Start of STUDY MATERIAL
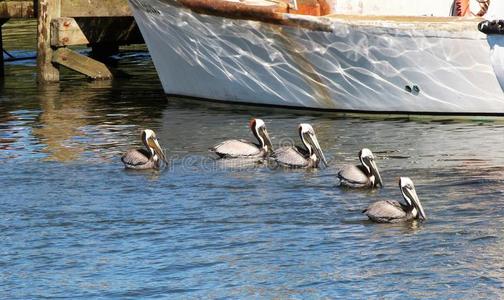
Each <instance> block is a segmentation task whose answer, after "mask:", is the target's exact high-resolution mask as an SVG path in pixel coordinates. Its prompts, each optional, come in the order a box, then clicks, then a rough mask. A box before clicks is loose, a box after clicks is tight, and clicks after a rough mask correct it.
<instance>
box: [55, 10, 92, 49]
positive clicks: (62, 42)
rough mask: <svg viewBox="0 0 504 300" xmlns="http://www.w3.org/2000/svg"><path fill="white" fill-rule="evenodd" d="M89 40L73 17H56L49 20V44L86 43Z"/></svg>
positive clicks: (59, 44) (57, 46)
mask: <svg viewBox="0 0 504 300" xmlns="http://www.w3.org/2000/svg"><path fill="white" fill-rule="evenodd" d="M87 44H89V40H88V39H87V38H86V36H85V35H84V33H82V30H81V29H80V27H79V24H77V22H76V21H75V19H74V18H65V17H63V18H56V19H53V20H52V21H51V46H53V47H64V46H71V45H87Z"/></svg>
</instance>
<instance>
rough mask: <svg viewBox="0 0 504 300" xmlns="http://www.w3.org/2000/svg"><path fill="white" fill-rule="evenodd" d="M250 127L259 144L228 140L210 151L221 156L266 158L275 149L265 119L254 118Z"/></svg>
mask: <svg viewBox="0 0 504 300" xmlns="http://www.w3.org/2000/svg"><path fill="white" fill-rule="evenodd" d="M249 127H250V129H251V130H252V133H253V134H254V136H255V137H256V139H257V140H258V141H259V144H254V143H252V142H249V141H245V140H227V141H224V142H222V143H220V144H217V145H215V146H214V147H212V148H210V151H212V152H215V153H216V154H217V155H218V156H219V157H221V158H239V157H240V158H245V157H247V158H265V157H266V156H268V155H269V153H270V152H271V151H272V150H273V146H272V144H271V139H270V137H269V135H268V131H267V130H266V125H265V124H264V121H263V120H261V119H252V120H251V121H250V123H249Z"/></svg>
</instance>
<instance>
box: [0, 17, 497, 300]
mask: <svg viewBox="0 0 504 300" xmlns="http://www.w3.org/2000/svg"><path fill="white" fill-rule="evenodd" d="M9 26H11V27H9ZM22 28H23V30H24V31H26V32H31V31H30V30H31V29H33V25H30V24H23V25H22ZM24 31H21V33H19V32H14V31H12V25H9V24H7V30H6V42H5V44H6V48H7V49H8V50H14V49H21V50H16V51H10V52H11V54H13V55H14V56H19V57H22V56H24V57H27V59H26V60H21V61H15V62H9V63H7V66H6V72H7V78H6V79H5V80H4V81H3V82H2V81H0V88H1V90H2V91H1V93H0V182H1V186H2V188H1V189H0V240H1V241H2V242H1V243H0V298H2V299H34V298H50V299H55V298H70V299H76V298H85V299H90V298H118V299H126V298H133V299H138V298H198V297H200V298H280V299H285V298H291V299H305V298H323V297H329V298H333V297H338V296H339V297H342V298H366V297H373V298H376V297H378V298H404V297H407V298H485V299H488V298H499V297H502V294H503V289H504V258H503V256H502V253H503V249H504V239H503V237H504V233H503V229H502V228H503V226H504V225H503V223H504V180H503V179H504V150H503V149H504V122H502V120H500V121H499V120H498V121H492V122H486V121H485V122H482V121H476V120H472V121H471V120H466V121H450V120H404V119H386V118H382V119H379V118H376V119H366V118H345V117H343V116H336V115H327V114H316V113H302V112H293V111H289V110H272V109H266V108H256V107H237V106H229V105H215V104H206V103H204V102H198V101H187V100H181V99H174V98H166V97H165V96H164V95H163V92H162V89H161V86H160V84H159V81H158V79H157V75H156V72H155V70H154V68H153V66H152V63H151V61H150V58H149V55H148V53H147V52H146V51H145V49H144V48H135V49H126V51H123V52H122V53H121V55H119V56H118V57H115V59H113V60H112V61H111V62H110V63H111V64H112V65H113V70H114V73H116V76H117V77H116V79H115V80H114V81H112V82H89V81H86V80H85V79H83V78H82V77H80V76H79V75H75V74H73V73H71V72H66V71H65V72H64V73H63V75H62V78H63V79H64V80H63V81H62V82H61V83H60V84H56V85H49V86H45V87H40V86H39V87H37V85H36V84H35V75H34V68H33V66H34V64H35V61H34V59H32V58H29V57H30V56H32V55H33V54H34V53H33V52H32V50H30V49H31V48H30V45H32V43H33V39H32V38H31V37H29V36H26V35H24V34H23V32H24ZM194 80H197V78H194ZM253 116H258V117H261V118H263V119H264V120H265V121H266V124H267V126H268V130H269V133H270V135H271V136H272V137H273V143H274V144H275V145H279V144H285V143H287V142H289V141H290V140H294V141H296V143H298V138H297V134H296V127H297V124H299V123H301V122H309V123H311V124H312V125H313V126H314V128H315V130H316V131H317V134H318V139H319V141H320V144H321V146H322V148H323V149H324V152H325V154H326V156H327V157H328V158H329V159H330V166H329V167H328V168H327V169H323V170H318V171H286V170H272V169H269V168H266V167H260V166H255V167H254V166H252V167H251V166H243V165H239V166H237V165H236V164H229V163H224V162H222V161H215V160H214V159H213V158H212V156H211V155H210V153H208V151H207V148H208V147H209V146H212V145H213V144H215V143H218V142H219V141H222V140H224V139H227V138H252V135H251V133H250V132H249V130H248V128H247V123H248V120H249V119H250V118H251V117H253ZM142 128H152V129H153V130H155V131H156V132H157V133H158V137H159V140H160V143H161V144H162V146H163V147H165V148H166V149H167V153H168V155H169V156H170V166H169V168H168V169H167V170H165V171H164V172H150V171H149V172H128V171H125V170H124V169H123V166H122V164H121V162H120V155H121V153H123V152H124V151H125V150H127V149H128V148H129V147H131V146H140V144H141V143H140V141H139V135H140V130H141V129H142ZM363 146H366V147H369V148H371V149H372V150H373V151H374V152H375V154H376V156H377V163H378V166H379V167H380V169H381V173H382V176H383V178H384V180H385V188H384V189H382V190H379V191H374V192H362V191H346V190H342V189H340V188H339V187H338V186H337V184H338V181H337V179H336V174H337V171H338V168H339V167H340V166H342V165H343V164H346V163H356V162H357V152H358V151H359V149H360V148H361V147H363ZM398 176H410V177H411V178H412V179H413V180H414V181H415V185H416V188H417V193H418V195H419V197H420V199H421V200H422V203H423V205H424V208H425V211H426V214H427V217H428V220H427V221H426V222H424V223H406V224H399V225H377V224H373V223H370V222H369V221H367V220H366V218H365V216H364V215H363V214H361V211H362V209H363V208H365V207H366V206H367V205H368V204H369V203H371V202H372V201H376V200H380V199H387V198H389V199H398V200H399V199H400V197H401V196H400V192H399V190H398V187H397V180H396V178H397V177H398Z"/></svg>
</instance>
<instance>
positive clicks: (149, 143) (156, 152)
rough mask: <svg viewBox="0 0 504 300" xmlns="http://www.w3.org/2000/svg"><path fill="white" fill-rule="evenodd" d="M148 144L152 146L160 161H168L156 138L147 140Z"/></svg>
mask: <svg viewBox="0 0 504 300" xmlns="http://www.w3.org/2000/svg"><path fill="white" fill-rule="evenodd" d="M149 146H151V147H152V149H153V150H154V152H155V153H156V154H157V155H158V156H159V158H160V159H161V160H162V161H164V162H165V163H168V161H167V160H166V155H165V153H164V151H163V149H162V148H161V146H160V145H159V142H158V140H157V139H156V138H152V139H150V140H149Z"/></svg>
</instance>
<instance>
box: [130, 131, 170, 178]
mask: <svg viewBox="0 0 504 300" xmlns="http://www.w3.org/2000/svg"><path fill="white" fill-rule="evenodd" d="M142 142H143V144H144V145H145V147H146V148H147V149H148V150H145V149H130V150H128V151H127V152H126V153H125V154H124V155H123V156H122V157H121V160H122V162H123V163H124V166H125V167H126V169H135V170H146V169H159V168H160V167H161V164H162V162H165V163H167V161H166V156H165V154H164V152H163V149H161V146H159V143H158V141H157V138H156V134H155V133H154V131H152V130H150V129H145V130H143V131H142Z"/></svg>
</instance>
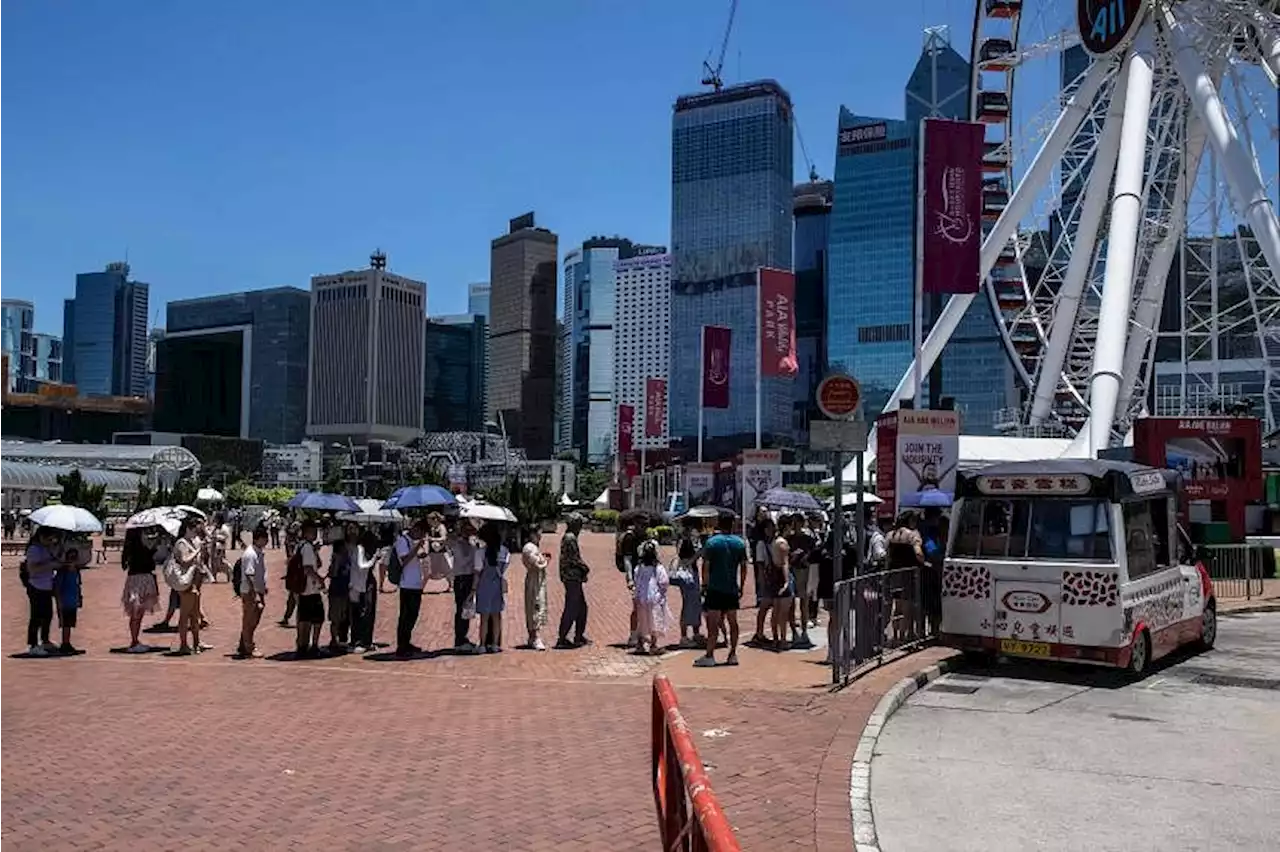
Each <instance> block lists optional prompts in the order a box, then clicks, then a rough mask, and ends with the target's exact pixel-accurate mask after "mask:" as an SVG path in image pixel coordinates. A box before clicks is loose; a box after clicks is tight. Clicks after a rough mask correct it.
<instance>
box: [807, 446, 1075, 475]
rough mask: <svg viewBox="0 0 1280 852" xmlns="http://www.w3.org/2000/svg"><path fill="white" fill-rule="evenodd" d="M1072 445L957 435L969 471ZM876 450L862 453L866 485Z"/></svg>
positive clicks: (1056, 456)
mask: <svg viewBox="0 0 1280 852" xmlns="http://www.w3.org/2000/svg"><path fill="white" fill-rule="evenodd" d="M1070 448H1071V439H1069V438H1000V436H991V435H961V436H960V469H961V471H972V469H975V468H979V467H986V466H987V464H997V463H1001V462H1034V461H1036V459H1041V458H1070V457H1069V455H1068V454H1066V453H1068V450H1069V449H1070ZM874 463H876V453H873V452H869V450H868V452H867V453H865V454H864V455H863V464H864V468H865V469H864V478H865V482H867V484H868V486H872V485H873V482H874V481H873V478H872V475H873V466H874ZM844 477H845V482H844V484H845V487H850V486H852V484H854V482H856V481H858V478H856V477H858V462H856V461H851V462H850V463H849V464H846V466H845V471H844ZM835 481H836V480H835V477H831V478H827V480H823V484H824V485H831V484H833V482H835Z"/></svg>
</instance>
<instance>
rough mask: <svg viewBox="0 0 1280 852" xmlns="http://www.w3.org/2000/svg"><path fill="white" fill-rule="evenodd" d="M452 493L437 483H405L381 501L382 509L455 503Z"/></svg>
mask: <svg viewBox="0 0 1280 852" xmlns="http://www.w3.org/2000/svg"><path fill="white" fill-rule="evenodd" d="M457 504H458V501H457V500H456V499H453V494H451V493H449V490H448V489H442V487H440V486H439V485H406V486H404V487H401V489H396V491H393V493H392V495H390V496H389V498H388V499H387V503H383V508H384V509H401V510H403V509H424V508H426V507H448V505H457Z"/></svg>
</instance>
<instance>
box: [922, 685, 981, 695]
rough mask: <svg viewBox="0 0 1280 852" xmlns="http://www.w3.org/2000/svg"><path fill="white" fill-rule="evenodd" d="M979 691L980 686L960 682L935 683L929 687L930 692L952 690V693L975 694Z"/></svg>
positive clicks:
End of STUDY MATERIAL
* **ACTION ITEM**: Put everything from the start of the entries above down through the line containing "positive clicks: (62, 42)" into a JSON list of strings, one string per line, with blank lines and pictures left out.

* **COMPLETED TASK**:
[
  "Each <instance> block is a segmentation task whose answer, after \"mask:\", is the target's exact high-resolution mask as an SVG path in pixel coordinates. Its prompts, each optional, come in the order a box, then clicks, then a rough mask. A box before clicks is loose, a box after clicks is tight, and clicks after a rough mask correct it.",
  "<instance>",
  "box: [55, 10, 92, 49]",
  "positive clicks: (62, 42)"
]